[Dataset entries]
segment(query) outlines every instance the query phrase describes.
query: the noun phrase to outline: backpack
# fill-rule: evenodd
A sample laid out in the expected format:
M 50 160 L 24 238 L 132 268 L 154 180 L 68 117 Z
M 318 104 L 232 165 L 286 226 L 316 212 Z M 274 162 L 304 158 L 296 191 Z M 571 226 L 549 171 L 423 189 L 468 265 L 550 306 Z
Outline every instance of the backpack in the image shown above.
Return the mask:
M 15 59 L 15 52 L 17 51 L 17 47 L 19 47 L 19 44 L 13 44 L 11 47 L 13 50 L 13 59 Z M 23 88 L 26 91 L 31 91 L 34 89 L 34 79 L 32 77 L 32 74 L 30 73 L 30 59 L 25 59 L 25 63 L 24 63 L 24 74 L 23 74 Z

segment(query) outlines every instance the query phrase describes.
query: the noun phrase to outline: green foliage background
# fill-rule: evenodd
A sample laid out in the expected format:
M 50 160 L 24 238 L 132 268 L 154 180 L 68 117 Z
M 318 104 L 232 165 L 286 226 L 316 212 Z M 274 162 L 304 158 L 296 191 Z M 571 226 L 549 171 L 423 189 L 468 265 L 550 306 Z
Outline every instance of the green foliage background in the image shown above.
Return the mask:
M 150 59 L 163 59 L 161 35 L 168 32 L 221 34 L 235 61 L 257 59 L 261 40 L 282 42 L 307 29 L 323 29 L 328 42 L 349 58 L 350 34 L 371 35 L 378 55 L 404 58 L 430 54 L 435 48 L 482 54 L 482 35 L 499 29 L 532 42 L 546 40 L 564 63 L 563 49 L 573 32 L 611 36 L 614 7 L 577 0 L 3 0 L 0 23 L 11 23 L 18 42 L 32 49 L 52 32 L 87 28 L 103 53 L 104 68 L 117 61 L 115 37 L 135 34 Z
...
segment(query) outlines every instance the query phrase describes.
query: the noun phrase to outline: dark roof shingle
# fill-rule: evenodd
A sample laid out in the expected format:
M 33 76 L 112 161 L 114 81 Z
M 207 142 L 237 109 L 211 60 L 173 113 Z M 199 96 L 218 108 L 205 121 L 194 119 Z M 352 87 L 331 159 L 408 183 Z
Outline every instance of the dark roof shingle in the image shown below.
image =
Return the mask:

* PROMPT *
Please select every line of the material above that contains the word "green", treating case as significant, and copy each such line.

* SOLUTION TO THE EXERCISE *
query: the noun phrase to outline: green foliage background
Outline every instance of the green foliage background in the image shown above.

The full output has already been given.